### [Records supplied]
______________________________

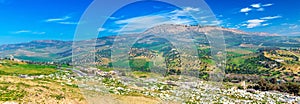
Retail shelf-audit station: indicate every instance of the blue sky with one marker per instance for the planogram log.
(27, 20)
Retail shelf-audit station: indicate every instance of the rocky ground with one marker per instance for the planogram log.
(187, 91)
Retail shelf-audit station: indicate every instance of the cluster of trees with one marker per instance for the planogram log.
(272, 84)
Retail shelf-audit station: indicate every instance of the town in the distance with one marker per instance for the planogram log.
(260, 68)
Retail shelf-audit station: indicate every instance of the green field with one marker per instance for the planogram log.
(11, 68)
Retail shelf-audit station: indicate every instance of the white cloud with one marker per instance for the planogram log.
(68, 23)
(255, 5)
(245, 9)
(58, 19)
(260, 9)
(191, 9)
(22, 31)
(265, 24)
(266, 5)
(101, 29)
(270, 17)
(29, 32)
(39, 33)
(254, 23)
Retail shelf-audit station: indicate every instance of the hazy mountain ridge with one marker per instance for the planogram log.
(56, 49)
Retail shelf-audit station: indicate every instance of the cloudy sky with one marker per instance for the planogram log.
(27, 20)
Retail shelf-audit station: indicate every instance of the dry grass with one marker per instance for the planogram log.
(43, 91)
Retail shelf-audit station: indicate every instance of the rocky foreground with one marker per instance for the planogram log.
(188, 91)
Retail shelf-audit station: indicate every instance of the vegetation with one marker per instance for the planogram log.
(16, 68)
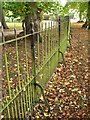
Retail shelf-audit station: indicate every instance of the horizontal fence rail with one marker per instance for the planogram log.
(27, 65)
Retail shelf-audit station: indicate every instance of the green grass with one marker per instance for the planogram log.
(11, 25)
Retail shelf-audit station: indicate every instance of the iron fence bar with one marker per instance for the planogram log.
(33, 60)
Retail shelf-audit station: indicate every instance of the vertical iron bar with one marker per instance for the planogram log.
(33, 58)
(59, 28)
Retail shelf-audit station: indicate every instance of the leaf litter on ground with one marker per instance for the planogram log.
(68, 90)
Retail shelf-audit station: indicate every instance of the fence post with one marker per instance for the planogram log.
(59, 51)
(68, 24)
(33, 58)
(1, 38)
(68, 29)
(59, 20)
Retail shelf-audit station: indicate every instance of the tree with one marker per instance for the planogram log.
(26, 10)
(80, 7)
(2, 18)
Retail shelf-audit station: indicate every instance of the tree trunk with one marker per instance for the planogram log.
(2, 18)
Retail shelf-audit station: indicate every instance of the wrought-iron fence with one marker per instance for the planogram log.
(27, 65)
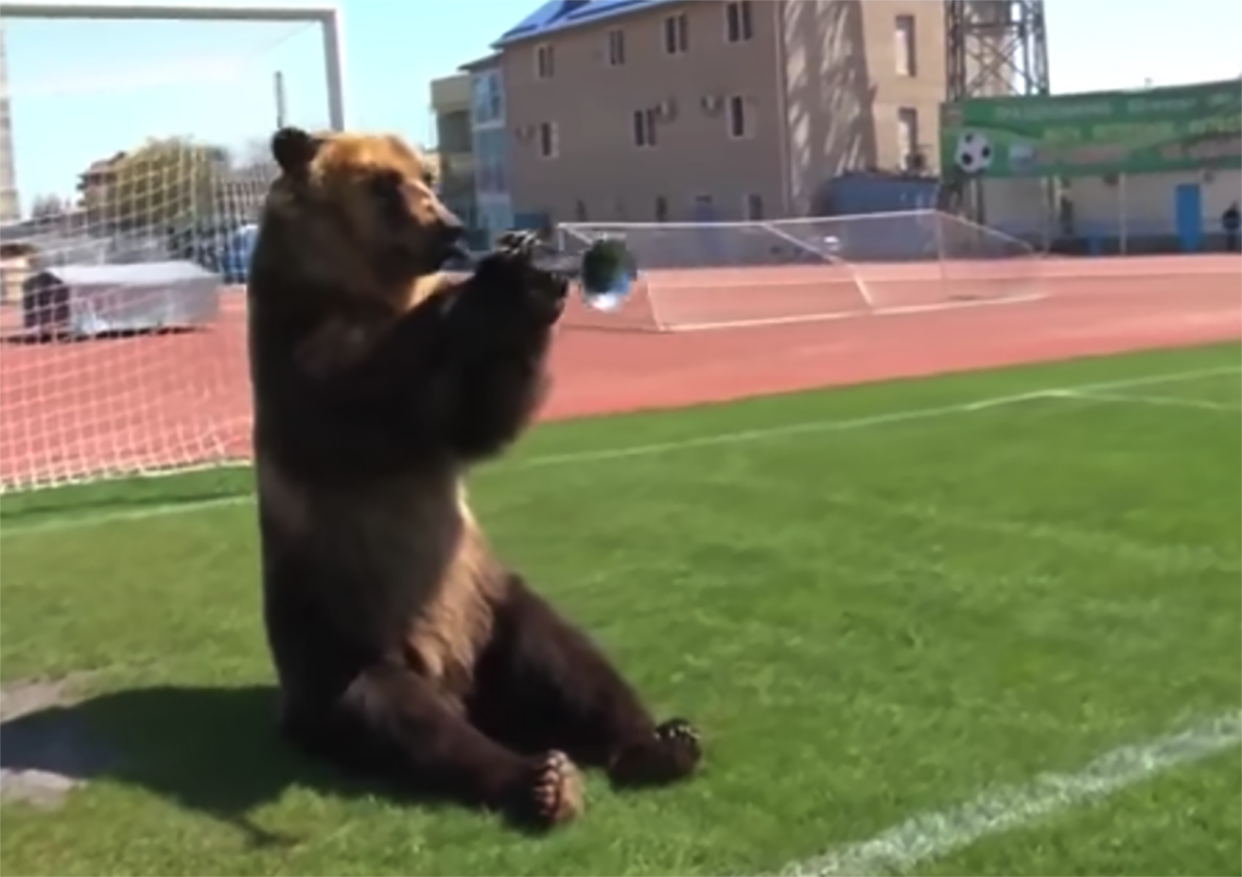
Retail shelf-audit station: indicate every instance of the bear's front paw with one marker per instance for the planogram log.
(514, 276)
(672, 753)
(553, 793)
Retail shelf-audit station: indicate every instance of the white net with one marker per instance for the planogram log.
(140, 158)
(720, 275)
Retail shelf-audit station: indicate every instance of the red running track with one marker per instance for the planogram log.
(72, 410)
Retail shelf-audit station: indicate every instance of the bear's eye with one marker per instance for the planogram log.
(389, 191)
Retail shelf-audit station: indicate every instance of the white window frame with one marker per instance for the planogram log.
(906, 150)
(643, 129)
(545, 61)
(748, 117)
(677, 34)
(745, 15)
(547, 134)
(615, 47)
(906, 45)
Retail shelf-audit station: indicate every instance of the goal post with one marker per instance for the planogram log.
(122, 316)
(728, 275)
(326, 16)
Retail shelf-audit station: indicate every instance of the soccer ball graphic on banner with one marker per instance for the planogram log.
(974, 152)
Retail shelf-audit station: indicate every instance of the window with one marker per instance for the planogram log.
(740, 118)
(739, 24)
(907, 137)
(645, 128)
(907, 56)
(488, 103)
(616, 47)
(677, 34)
(545, 62)
(548, 139)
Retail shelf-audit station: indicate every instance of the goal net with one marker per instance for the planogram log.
(133, 160)
(725, 275)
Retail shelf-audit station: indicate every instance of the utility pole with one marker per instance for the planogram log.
(278, 83)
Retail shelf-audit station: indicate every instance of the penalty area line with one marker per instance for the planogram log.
(56, 523)
(935, 835)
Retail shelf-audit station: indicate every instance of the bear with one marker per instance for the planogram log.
(405, 650)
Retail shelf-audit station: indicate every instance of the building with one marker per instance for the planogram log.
(455, 152)
(489, 139)
(714, 109)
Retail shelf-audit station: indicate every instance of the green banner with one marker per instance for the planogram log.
(1092, 134)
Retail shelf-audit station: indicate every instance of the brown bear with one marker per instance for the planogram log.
(404, 647)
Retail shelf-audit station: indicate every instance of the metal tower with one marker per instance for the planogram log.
(995, 47)
(992, 49)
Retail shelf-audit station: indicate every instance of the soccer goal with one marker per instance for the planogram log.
(133, 162)
(729, 275)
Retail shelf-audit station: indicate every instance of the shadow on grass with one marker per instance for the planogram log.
(213, 750)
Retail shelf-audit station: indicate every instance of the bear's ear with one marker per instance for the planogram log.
(293, 149)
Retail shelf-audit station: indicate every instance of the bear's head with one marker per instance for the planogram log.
(355, 214)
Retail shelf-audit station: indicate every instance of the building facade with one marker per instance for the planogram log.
(714, 109)
(491, 145)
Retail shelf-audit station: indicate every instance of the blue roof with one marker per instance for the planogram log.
(559, 15)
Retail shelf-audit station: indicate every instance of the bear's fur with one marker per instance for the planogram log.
(404, 647)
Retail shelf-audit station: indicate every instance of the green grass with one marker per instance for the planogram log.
(867, 622)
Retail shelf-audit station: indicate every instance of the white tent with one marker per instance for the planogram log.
(92, 299)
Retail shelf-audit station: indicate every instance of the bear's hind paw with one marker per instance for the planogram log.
(554, 793)
(672, 753)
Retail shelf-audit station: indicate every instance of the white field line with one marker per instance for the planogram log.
(861, 313)
(934, 835)
(1169, 559)
(720, 439)
(1154, 401)
(902, 416)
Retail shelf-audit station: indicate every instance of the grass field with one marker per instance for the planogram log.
(878, 604)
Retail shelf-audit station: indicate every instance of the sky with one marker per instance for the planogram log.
(82, 91)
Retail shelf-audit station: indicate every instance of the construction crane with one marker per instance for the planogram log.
(992, 49)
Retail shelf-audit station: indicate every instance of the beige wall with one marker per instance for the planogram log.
(593, 106)
(820, 77)
(845, 91)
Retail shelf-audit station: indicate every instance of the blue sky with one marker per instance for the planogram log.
(82, 91)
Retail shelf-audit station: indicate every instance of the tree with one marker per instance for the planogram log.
(163, 184)
(47, 208)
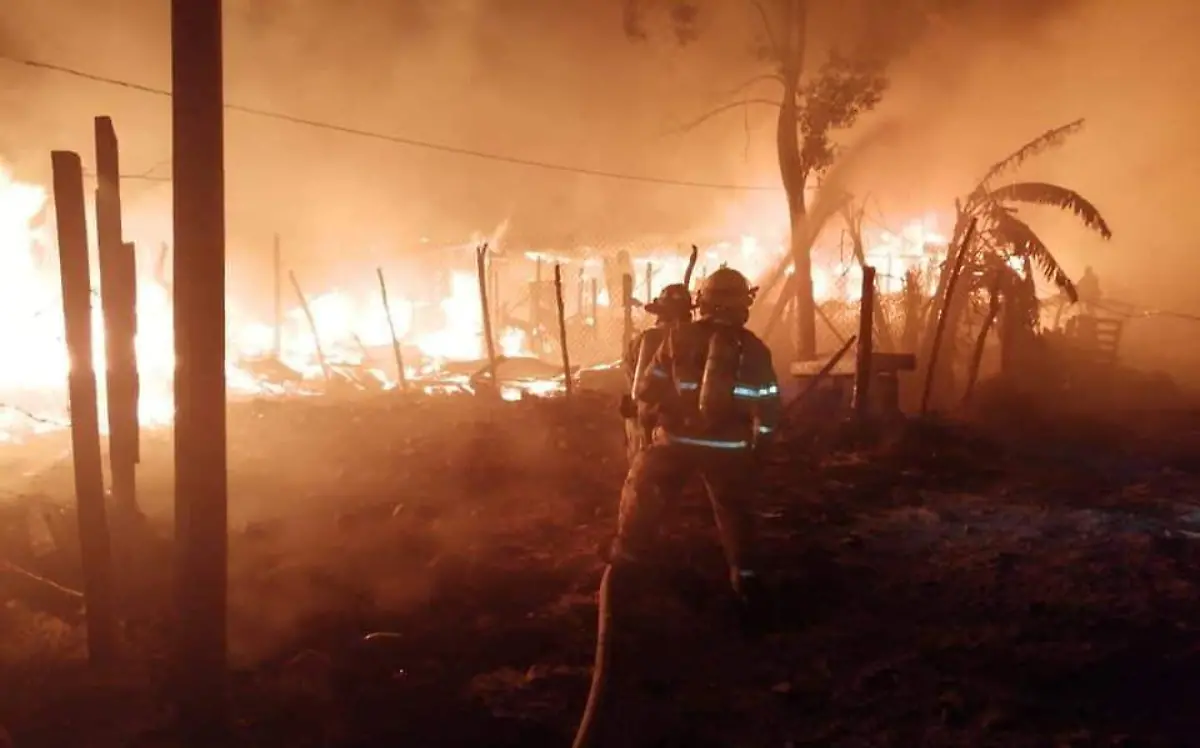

______________________________

### [Task description]
Gather every line of the data above that contains the word "white".

### [Complete answer]
Retail shelf-audit station: indicate every instance of the white cloud with one marker per instance for the planogram log.
Retail shelf-audit station: indicate every instance of the white net with one marker per instance for the planogram log.
Retail shelf-audit station: indicate every instance of the white window frame with one marker per instance for the planogram log.
Retail shelf-audit station: indicate every instance of the white tent with one marker per instance for the planogram log.
Retail shelf-audit station: indicate every instance of the white field line with one marker per instance for the planogram log.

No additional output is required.